* BEGIN *

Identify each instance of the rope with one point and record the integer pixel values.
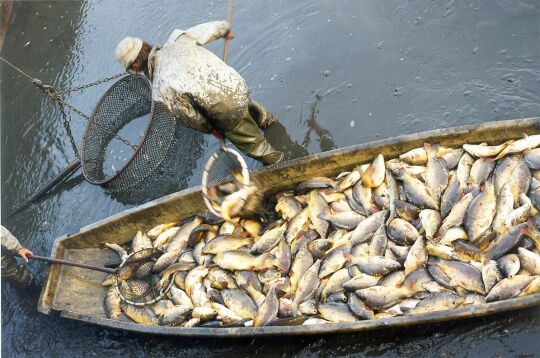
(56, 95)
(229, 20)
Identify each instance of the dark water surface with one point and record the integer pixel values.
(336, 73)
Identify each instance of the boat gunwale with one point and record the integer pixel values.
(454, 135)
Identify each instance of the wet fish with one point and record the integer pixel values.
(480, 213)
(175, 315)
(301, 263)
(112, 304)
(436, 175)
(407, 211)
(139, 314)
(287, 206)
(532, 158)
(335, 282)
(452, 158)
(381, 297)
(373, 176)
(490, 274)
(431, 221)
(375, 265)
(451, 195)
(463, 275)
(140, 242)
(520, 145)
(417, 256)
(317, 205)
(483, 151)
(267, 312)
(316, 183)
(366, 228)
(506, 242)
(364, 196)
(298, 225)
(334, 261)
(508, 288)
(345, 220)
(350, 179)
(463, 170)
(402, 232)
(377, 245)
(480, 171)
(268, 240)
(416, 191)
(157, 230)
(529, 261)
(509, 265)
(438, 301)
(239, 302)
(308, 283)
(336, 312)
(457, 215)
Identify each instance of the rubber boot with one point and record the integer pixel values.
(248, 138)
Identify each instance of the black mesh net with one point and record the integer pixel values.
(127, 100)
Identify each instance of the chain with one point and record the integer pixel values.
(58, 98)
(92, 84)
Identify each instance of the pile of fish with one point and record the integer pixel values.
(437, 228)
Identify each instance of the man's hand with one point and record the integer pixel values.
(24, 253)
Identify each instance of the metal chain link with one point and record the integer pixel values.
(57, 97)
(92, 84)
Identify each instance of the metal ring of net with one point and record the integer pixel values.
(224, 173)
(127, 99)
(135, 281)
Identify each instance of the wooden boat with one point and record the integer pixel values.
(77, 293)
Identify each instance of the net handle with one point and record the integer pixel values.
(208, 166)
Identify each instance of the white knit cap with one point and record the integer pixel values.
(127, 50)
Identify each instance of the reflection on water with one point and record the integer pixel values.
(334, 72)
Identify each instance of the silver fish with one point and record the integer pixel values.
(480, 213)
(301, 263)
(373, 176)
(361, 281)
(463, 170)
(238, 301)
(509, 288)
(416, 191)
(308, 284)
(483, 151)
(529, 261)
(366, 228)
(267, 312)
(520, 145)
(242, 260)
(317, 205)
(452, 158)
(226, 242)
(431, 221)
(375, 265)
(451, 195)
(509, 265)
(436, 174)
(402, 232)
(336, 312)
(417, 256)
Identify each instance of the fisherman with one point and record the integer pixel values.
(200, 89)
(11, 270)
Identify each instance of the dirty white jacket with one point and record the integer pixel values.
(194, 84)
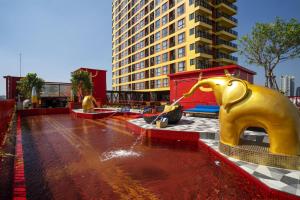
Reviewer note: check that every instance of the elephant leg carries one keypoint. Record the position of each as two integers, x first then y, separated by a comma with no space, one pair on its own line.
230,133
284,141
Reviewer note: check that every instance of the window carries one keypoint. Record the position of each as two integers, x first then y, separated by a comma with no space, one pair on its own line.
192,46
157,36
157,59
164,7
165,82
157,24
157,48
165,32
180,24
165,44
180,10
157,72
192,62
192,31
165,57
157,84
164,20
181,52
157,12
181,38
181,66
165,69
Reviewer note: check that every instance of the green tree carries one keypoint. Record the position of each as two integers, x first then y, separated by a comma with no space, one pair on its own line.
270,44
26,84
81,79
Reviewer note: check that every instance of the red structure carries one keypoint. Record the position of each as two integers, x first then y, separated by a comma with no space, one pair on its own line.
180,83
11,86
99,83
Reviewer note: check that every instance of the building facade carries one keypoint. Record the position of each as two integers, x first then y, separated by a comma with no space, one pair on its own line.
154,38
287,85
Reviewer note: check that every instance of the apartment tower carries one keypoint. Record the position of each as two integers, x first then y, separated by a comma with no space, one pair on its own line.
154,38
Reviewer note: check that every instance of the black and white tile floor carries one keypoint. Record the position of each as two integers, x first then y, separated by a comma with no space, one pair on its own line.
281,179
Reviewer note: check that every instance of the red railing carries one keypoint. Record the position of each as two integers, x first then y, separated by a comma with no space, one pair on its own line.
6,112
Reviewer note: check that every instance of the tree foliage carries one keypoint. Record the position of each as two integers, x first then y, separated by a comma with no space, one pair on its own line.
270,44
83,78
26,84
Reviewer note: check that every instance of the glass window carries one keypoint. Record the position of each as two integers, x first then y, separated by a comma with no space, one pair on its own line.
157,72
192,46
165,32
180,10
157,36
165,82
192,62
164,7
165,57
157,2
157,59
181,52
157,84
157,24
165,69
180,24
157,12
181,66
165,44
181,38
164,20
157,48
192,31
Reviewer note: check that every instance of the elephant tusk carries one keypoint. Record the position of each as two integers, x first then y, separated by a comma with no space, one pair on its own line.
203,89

* END *

• _Required task_:
Recast every line of the records above as a JSON list of strings, one string per line, with blank lines skipped and the pictures left out.

• _Task solution_:
[
  "Identify each instance of the rope with one point and record the integer pixel values.",
  "(56, 95)",
  "(229, 20)",
  "Identify each instance of the dark water surface with one point and record the integer pixel values.",
  "(336, 73)",
  "Identify each instance of the boat gunwale with one point and record the integer pixel values.",
  "(454, 135)",
  "Identify each instance of the wet fish with one point and record the integer pixel values.",
  "(480, 213)",
  "(175, 315)",
  "(301, 263)",
  "(112, 304)",
  "(436, 175)",
  "(407, 211)",
  "(139, 314)",
  "(287, 206)",
  "(532, 158)",
  "(335, 282)",
  "(452, 158)",
  "(381, 297)",
  "(373, 176)",
  "(490, 274)",
  "(431, 221)",
  "(375, 265)",
  "(451, 195)",
  "(463, 275)",
  "(140, 242)",
  "(520, 145)",
  "(417, 256)",
  "(317, 205)",
  "(483, 151)",
  "(267, 312)",
  "(316, 183)",
  "(366, 228)",
  "(506, 242)",
  "(364, 196)",
  "(298, 225)",
  "(334, 261)",
  "(508, 288)",
  "(345, 220)",
  "(350, 179)",
  "(463, 170)",
  "(402, 232)",
  "(377, 245)",
  "(480, 171)",
  "(268, 240)",
  "(416, 191)",
  "(157, 230)",
  "(529, 261)",
  "(509, 265)",
  "(438, 301)",
  "(239, 302)",
  "(308, 283)",
  "(336, 312)",
  "(457, 215)",
  "Identify each instance of the rubber boot with one point and record the integer pixel values.",
  "(248, 138)",
  "Identify each instance of the black mesh net with one point and record the integer pixel values.",
  "(127, 100)",
  "Identify each instance of the chain with one point and record the integer pixel values.",
  "(58, 98)",
  "(92, 84)",
  "Identify each instance of the pile of fish with one point and record the integer pixel values.",
  "(437, 228)",
  "Identify each instance of the man's hand with one point and record the integer pixel values.",
  "(24, 253)",
  "Identify each instance of the metal chain link with one point and record the integer pixel values.",
  "(57, 97)",
  "(92, 84)",
  "Identify each instance of the metal ring of net with one point and record the integer pixel values.",
  "(224, 173)",
  "(127, 99)",
  "(135, 281)",
  "Identify each instance of the wooden boat with one point and record the integer pixel values.",
  "(77, 293)",
  "Identify each instance of the net handle with one point and record the integer pixel values.",
  "(208, 166)",
  "Identify each instance of the white knit cap with one point and record the integer pixel values.",
  "(127, 50)",
  "Identify each instance of the reflection on water with one point and record the integer pixel values.",
  "(334, 72)",
  "Identify each instance of the silver fish with one point and record the integer pixel values.",
  "(480, 213)",
  "(301, 263)",
  "(373, 176)",
  "(361, 281)",
  "(463, 170)",
  "(238, 301)",
  "(509, 288)",
  "(416, 191)",
  "(308, 284)",
  "(483, 151)",
  "(529, 261)",
  "(366, 228)",
  "(267, 312)",
  "(520, 145)",
  "(242, 260)",
  "(317, 205)",
  "(452, 158)",
  "(226, 242)",
  "(431, 221)",
  "(375, 265)",
  "(451, 195)",
  "(509, 265)",
  "(436, 174)",
  "(402, 232)",
  "(336, 312)",
  "(417, 256)",
  "Identify each instance of the fisherman with one point and record the integer pixel values.",
  "(200, 89)",
  "(11, 270)",
  "Identify each instance of the dirty white jacket with one point and record the integer pixel values.",
  "(194, 84)",
  "Reviewer note: check that every instance of the elephant leg carries one keypoint. Record the position of each as two integers, x first then y, separated by a comma with no space, one pair on its own line.",
  "230,133",
  "284,141",
  "Reviewer note: check that every instance of the window carries one keypoint. Record the position of each as two integers, x first then y, separated by a comma with no space, one pair on its own line.",
  "192,46",
  "157,36",
  "157,59",
  "164,7",
  "165,82",
  "157,24",
  "157,48",
  "165,32",
  "180,24",
  "165,44",
  "180,10",
  "157,72",
  "192,62",
  "192,31",
  "165,57",
  "157,84",
  "164,20",
  "181,52",
  "157,12",
  "181,38",
  "181,66",
  "165,69",
  "Reviewer note: check that every instance of the green tree carries one keypoint. Record the position of each as two integers, x first then y, separated by a comma with no space, one pair on its own line.",
  "270,44",
  "26,84",
  "81,79",
  "Reviewer note: check that every instance of the red structure carries one keypoint. Record the position of each as two integers, x first then y, separated by a comma with no space, one pair on its own line.",
  "180,83",
  "11,86",
  "99,83",
  "Reviewer note: check that every instance of the building facade carries one keypoint. Record the position of each as two integers, x first then y, separated by a comma with no space, one pair on its own line.",
  "154,38",
  "287,85",
  "Reviewer note: check that every instance of the apartment tower carries one keypoint. Record the position of each as two integers, x first then y, separated by a comma with no space, one pair on its own line.",
  "154,38",
  "Reviewer note: check that every instance of the black and white tile floor carries one keypoint. Record the position of each as two integers, x first then y, separated by a comma with no space, one pair on its own line.",
  "281,179",
  "Reviewer note: check that every instance of the red railing carries one keypoint. Record the position of each as two integers, x first then y, separated by a comma with no space, one pair on its own line.",
  "6,112",
  "Reviewer note: check that every instance of the tree foliage carries one keypoint. Record the position of each as two integers, x first then y, separated by a comma with no space, one pair on its own line.",
  "270,44",
  "83,78",
  "26,84",
  "Reviewer note: check that every instance of the glass window carries one keypoint. Record the position of each as two integers, x first then y, separated by a comma with no space, one pair on its own line.",
  "157,72",
  "192,46",
  "165,32",
  "180,10",
  "157,36",
  "165,82",
  "192,62",
  "164,7",
  "165,57",
  "157,2",
  "157,59",
  "181,52",
  "157,84",
  "157,24",
  "165,69",
  "180,24",
  "157,12",
  "181,66",
  "165,44",
  "181,38",
  "164,20",
  "157,48",
  "192,31",
  "Reviewer note: check that every instance of the elephant tusk carries one keypoint. Record the position of each as two integers, x first then y, separated by a comma with no space, one pair on its own line.",
  "203,89"
]